▸ Excerpt:
□ □ □ □
March 29 @ 12:00 pm - 1:15 pm MDT

Friday, March 29, 2024

12:00 – 1:15 p.m. MT

Zoom: https://boisestate.zoom.us/j/93659834913

The Boise State Department of Art, Design and Visual Studies and the Visiting Artist and Scholar Program are pleased to present Jonathan Saha, Professor of History at Durham University, as part of their 2023-2024 Art History Speaker Series: “Extinction.”

Saha is the author of Colonizing Animals: Interspecies Empire in Myanmar published by Cambridge University Press in 2021, which examines the animal history of British colonialism in Myanmar through an “interspecies lens.” His previous book  Law, Disorder and the Colonial State published in 2013, addressed the history of corruption in the Ayeyarwady Delta. He has also published on the history of imperial masculinity, crime, medicine and colonial psychiatry.

Saha will present on “Decolonising Animals: Burmese Elephants and the End of Empire.”
□ □ □ □
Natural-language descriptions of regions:
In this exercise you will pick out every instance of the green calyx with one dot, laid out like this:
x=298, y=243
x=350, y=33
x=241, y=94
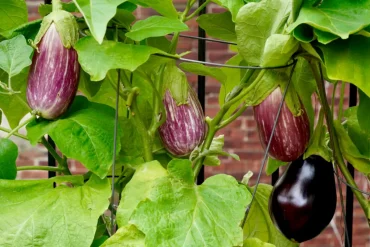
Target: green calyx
x=66, y=26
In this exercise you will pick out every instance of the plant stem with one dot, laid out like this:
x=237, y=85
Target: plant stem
x=197, y=11
x=39, y=168
x=15, y=130
x=334, y=141
x=15, y=134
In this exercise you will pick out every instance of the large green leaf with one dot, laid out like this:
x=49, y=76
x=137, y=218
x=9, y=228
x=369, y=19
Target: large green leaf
x=8, y=157
x=259, y=224
x=79, y=134
x=15, y=106
x=340, y=18
x=232, y=5
x=179, y=213
x=15, y=55
x=351, y=63
x=164, y=7
x=34, y=213
x=97, y=59
x=255, y=23
x=218, y=25
x=155, y=26
x=97, y=14
x=128, y=236
x=13, y=13
x=138, y=189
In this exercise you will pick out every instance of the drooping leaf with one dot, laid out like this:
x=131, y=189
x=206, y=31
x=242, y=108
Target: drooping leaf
x=97, y=15
x=15, y=55
x=14, y=13
x=259, y=224
x=111, y=55
x=350, y=64
x=232, y=5
x=128, y=236
x=15, y=106
x=138, y=189
x=207, y=215
x=218, y=25
x=8, y=157
x=255, y=23
x=79, y=134
x=34, y=213
x=340, y=18
x=350, y=151
x=155, y=26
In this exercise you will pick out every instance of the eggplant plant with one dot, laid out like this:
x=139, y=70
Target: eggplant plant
x=110, y=89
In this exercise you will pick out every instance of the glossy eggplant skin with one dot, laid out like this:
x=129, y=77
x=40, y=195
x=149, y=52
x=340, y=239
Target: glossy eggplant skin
x=292, y=134
x=304, y=199
x=185, y=126
x=53, y=77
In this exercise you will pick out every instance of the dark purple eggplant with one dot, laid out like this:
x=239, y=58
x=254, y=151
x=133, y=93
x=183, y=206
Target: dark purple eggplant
x=53, y=77
x=304, y=199
x=185, y=125
x=292, y=134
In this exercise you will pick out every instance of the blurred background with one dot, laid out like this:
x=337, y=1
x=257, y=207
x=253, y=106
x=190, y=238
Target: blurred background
x=241, y=138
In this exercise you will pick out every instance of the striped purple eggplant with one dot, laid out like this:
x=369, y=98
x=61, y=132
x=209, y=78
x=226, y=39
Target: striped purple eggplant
x=185, y=125
x=53, y=77
x=292, y=134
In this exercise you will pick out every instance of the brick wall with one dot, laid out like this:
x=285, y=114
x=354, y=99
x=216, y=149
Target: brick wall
x=240, y=137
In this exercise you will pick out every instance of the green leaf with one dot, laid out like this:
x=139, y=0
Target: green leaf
x=97, y=59
x=79, y=134
x=350, y=151
x=218, y=25
x=164, y=7
x=200, y=69
x=255, y=23
x=8, y=157
x=155, y=26
x=232, y=5
x=34, y=213
x=255, y=242
x=15, y=106
x=351, y=63
x=97, y=15
x=15, y=55
x=259, y=224
x=138, y=189
x=273, y=165
x=340, y=18
x=14, y=13
x=207, y=215
x=128, y=236
x=359, y=136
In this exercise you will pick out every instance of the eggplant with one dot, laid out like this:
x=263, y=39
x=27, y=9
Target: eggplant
x=185, y=126
x=53, y=77
x=304, y=199
x=292, y=134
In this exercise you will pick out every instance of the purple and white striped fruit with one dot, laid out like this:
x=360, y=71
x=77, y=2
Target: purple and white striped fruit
x=53, y=77
x=292, y=134
x=185, y=125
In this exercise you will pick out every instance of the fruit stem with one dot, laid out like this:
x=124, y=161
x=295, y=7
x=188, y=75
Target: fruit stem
x=334, y=141
x=15, y=130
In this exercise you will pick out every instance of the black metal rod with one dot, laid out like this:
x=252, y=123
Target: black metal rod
x=202, y=52
x=349, y=193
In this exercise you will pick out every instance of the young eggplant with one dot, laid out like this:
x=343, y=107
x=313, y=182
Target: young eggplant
x=292, y=134
x=304, y=199
x=185, y=125
x=54, y=73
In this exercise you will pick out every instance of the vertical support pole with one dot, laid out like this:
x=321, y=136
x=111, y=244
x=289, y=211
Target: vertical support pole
x=349, y=193
x=51, y=160
x=201, y=79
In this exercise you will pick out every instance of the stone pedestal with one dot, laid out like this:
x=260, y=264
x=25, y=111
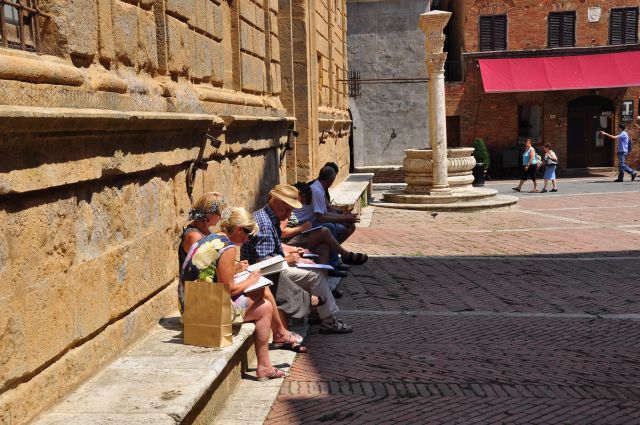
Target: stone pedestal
x=419, y=169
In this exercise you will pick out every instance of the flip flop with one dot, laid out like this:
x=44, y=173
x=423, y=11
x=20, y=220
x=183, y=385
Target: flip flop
x=355, y=259
x=277, y=373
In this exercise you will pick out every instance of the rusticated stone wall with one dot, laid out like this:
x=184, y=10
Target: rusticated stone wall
x=97, y=132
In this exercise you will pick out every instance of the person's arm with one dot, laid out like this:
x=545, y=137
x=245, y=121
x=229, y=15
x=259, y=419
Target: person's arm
x=190, y=239
x=225, y=272
x=611, y=136
x=289, y=232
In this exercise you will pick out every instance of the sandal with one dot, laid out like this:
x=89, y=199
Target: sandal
x=295, y=345
x=355, y=259
x=336, y=327
x=275, y=374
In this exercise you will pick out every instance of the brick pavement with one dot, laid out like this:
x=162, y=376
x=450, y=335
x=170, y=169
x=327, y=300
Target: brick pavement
x=525, y=316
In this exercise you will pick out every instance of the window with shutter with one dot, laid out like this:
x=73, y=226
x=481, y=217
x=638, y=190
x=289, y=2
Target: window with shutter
x=562, y=29
x=623, y=25
x=493, y=33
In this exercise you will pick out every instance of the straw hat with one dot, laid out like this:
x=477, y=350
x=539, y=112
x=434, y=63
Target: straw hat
x=286, y=193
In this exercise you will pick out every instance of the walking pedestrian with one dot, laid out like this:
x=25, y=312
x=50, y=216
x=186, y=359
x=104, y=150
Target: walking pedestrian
x=530, y=167
x=550, y=161
x=624, y=143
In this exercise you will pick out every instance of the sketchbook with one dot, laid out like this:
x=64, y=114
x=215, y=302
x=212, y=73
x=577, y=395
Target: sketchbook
x=269, y=266
x=261, y=283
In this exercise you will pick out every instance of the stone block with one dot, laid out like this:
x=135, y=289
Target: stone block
x=48, y=319
x=276, y=78
x=202, y=68
x=89, y=285
x=218, y=23
x=209, y=15
x=275, y=48
x=177, y=46
x=259, y=43
x=200, y=16
x=246, y=37
x=217, y=62
x=105, y=30
x=147, y=52
x=13, y=354
x=125, y=32
x=185, y=9
x=248, y=11
x=82, y=27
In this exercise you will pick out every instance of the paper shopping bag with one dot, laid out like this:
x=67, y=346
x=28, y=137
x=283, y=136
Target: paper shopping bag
x=207, y=314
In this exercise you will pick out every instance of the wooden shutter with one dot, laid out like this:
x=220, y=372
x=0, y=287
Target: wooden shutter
x=493, y=32
x=623, y=26
x=562, y=29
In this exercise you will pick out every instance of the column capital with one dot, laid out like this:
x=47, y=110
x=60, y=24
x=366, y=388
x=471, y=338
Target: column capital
x=435, y=63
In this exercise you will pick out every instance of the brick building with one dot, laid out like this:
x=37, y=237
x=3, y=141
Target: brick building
x=553, y=70
x=107, y=107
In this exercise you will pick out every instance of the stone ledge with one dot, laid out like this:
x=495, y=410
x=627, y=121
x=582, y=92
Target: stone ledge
x=157, y=381
x=354, y=192
x=30, y=119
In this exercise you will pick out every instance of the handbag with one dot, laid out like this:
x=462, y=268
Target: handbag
x=207, y=314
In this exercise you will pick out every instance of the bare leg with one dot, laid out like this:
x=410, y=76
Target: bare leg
x=260, y=312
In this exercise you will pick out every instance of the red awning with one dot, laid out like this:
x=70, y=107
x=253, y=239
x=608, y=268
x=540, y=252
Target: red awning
x=561, y=72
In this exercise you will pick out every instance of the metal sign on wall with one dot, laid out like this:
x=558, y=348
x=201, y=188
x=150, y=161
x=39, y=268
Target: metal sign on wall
x=626, y=112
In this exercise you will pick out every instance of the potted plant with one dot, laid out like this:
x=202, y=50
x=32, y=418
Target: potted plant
x=481, y=154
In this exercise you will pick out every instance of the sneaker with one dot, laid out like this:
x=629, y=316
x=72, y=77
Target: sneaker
x=337, y=273
x=342, y=266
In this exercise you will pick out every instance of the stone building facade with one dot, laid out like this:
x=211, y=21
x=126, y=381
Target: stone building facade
x=568, y=119
x=386, y=48
x=113, y=113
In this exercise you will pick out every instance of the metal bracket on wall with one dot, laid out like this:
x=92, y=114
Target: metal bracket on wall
x=199, y=163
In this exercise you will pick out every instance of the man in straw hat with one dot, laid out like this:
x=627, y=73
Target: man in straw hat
x=268, y=243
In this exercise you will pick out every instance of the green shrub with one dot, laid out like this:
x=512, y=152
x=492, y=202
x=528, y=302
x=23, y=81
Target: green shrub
x=481, y=154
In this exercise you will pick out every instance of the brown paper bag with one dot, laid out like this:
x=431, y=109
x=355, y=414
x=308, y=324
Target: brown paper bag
x=207, y=314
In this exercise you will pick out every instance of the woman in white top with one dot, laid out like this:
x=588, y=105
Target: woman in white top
x=551, y=161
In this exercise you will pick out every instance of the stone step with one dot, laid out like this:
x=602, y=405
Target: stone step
x=159, y=380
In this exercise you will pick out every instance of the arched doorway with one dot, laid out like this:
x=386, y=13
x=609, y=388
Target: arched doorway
x=586, y=116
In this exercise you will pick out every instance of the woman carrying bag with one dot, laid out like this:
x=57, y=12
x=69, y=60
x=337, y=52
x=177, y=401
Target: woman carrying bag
x=551, y=162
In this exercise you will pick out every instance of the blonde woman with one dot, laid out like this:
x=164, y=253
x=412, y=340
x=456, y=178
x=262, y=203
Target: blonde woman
x=204, y=214
x=213, y=259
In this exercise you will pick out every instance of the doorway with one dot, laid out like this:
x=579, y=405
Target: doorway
x=586, y=116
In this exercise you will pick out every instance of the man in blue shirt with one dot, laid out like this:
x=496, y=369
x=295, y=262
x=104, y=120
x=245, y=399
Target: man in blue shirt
x=268, y=243
x=624, y=145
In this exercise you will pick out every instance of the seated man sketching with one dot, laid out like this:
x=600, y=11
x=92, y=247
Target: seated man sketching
x=268, y=243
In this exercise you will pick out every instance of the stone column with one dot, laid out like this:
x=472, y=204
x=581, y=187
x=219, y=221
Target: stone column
x=432, y=24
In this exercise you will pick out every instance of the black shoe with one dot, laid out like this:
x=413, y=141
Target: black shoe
x=337, y=273
x=342, y=266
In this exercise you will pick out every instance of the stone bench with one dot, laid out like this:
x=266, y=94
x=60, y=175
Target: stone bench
x=158, y=381
x=353, y=193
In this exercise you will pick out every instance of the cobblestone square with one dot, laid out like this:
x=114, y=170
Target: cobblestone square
x=528, y=316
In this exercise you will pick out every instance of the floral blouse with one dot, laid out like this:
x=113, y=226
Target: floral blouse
x=202, y=262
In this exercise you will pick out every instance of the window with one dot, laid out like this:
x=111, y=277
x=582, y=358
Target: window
x=562, y=29
x=19, y=24
x=623, y=26
x=530, y=123
x=493, y=33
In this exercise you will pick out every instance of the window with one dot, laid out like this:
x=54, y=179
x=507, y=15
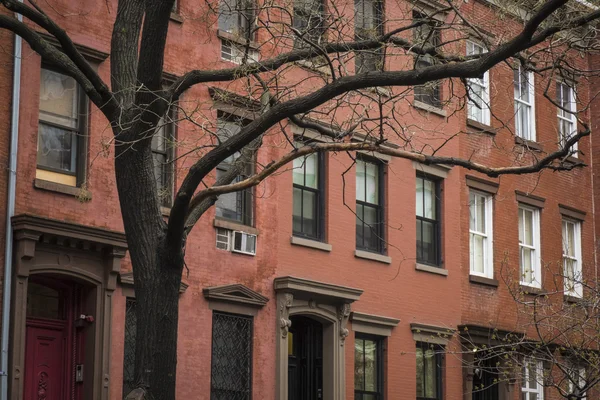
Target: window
x=236, y=18
x=427, y=35
x=429, y=371
x=61, y=132
x=572, y=257
x=532, y=380
x=480, y=234
x=567, y=122
x=309, y=21
x=231, y=362
x=368, y=24
x=428, y=221
x=368, y=368
x=369, y=206
x=577, y=381
x=162, y=155
x=529, y=246
x=479, y=90
x=236, y=206
x=524, y=104
x=129, y=347
x=309, y=198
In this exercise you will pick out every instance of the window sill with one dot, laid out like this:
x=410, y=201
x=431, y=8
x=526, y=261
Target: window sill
x=310, y=65
x=175, y=17
x=74, y=191
x=478, y=127
x=430, y=269
x=429, y=108
x=224, y=35
x=483, y=280
x=530, y=144
x=234, y=226
x=313, y=244
x=367, y=255
x=532, y=290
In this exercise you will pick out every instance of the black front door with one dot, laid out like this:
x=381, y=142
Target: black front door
x=305, y=359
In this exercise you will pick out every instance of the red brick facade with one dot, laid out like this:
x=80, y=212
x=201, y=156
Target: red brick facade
x=397, y=290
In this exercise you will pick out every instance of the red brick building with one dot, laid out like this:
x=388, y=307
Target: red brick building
x=311, y=313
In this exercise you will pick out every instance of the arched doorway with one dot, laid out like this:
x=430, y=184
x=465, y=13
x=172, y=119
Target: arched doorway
x=54, y=339
x=305, y=359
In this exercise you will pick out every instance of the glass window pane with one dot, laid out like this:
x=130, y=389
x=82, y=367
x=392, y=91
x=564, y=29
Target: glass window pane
x=477, y=252
x=430, y=374
x=56, y=148
x=420, y=373
x=372, y=183
x=297, y=210
x=420, y=197
x=298, y=171
x=429, y=200
x=309, y=206
x=311, y=171
x=58, y=99
x=371, y=365
x=360, y=180
x=359, y=367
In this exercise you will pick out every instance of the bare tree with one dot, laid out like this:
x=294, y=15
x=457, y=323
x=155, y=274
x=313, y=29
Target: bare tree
x=356, y=84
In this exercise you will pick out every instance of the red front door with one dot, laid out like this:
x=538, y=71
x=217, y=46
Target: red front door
x=46, y=372
x=50, y=337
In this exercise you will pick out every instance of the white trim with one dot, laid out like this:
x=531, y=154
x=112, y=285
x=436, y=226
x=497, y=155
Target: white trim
x=535, y=247
x=526, y=390
x=483, y=83
x=488, y=238
x=574, y=289
x=529, y=105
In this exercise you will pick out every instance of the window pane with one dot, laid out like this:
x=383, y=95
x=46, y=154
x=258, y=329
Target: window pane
x=370, y=366
x=58, y=99
x=297, y=210
x=360, y=180
x=359, y=367
x=312, y=171
x=372, y=180
x=420, y=372
x=477, y=253
x=309, y=206
x=429, y=200
x=57, y=148
x=526, y=265
x=430, y=374
x=420, y=197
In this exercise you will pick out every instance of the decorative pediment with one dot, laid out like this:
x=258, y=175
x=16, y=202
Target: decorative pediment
x=235, y=293
x=126, y=279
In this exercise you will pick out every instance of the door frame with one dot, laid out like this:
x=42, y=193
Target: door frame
x=77, y=253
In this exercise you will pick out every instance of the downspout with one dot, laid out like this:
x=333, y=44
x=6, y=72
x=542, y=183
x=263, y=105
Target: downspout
x=10, y=211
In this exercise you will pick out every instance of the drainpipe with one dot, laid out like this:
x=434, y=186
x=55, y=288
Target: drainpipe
x=10, y=211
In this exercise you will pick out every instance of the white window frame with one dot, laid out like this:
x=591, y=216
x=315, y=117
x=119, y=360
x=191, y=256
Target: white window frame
x=484, y=83
x=536, y=247
x=488, y=240
x=539, y=389
x=574, y=289
x=568, y=116
x=530, y=105
x=582, y=377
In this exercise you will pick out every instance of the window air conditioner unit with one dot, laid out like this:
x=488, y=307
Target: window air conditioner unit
x=244, y=243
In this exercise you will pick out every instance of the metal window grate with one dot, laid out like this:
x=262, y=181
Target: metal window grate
x=129, y=348
x=231, y=372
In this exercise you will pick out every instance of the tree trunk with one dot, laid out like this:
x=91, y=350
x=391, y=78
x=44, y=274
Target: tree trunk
x=156, y=269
□ □ □ □
▸ Your task: In the lecture announcement above, reproduce word for word the passage that begins at "Zoom: https://boisestate.zoom.us/j/93659834913" and ends after "and colonial psychiatry.".

▸ Answer section:
Zoom: https://boisestate.zoom.us/j/93659834913

The Boise State Department of Art, Design and Visual Studies and the Visiting Artist and Scholar Program are pleased to present Jonathan Saha, Professor of History at Durham University, as part of their 2023-2024 Art History Speaker Series: “Extinction.”

Saha is the author of Colonizing Animals: Interspecies Empire in Myanmar published by Cambridge University Press in 2021, which examines the animal history of British colonialism in Myanmar through an “interspecies lens.” His previous book  Law, Disorder and the Colonial State published in 2013, addressed the history of corruption in the Ayeyarwady Delta. He has also published on the history of imperial masculinity, crime, medicine and colonial psychiatry.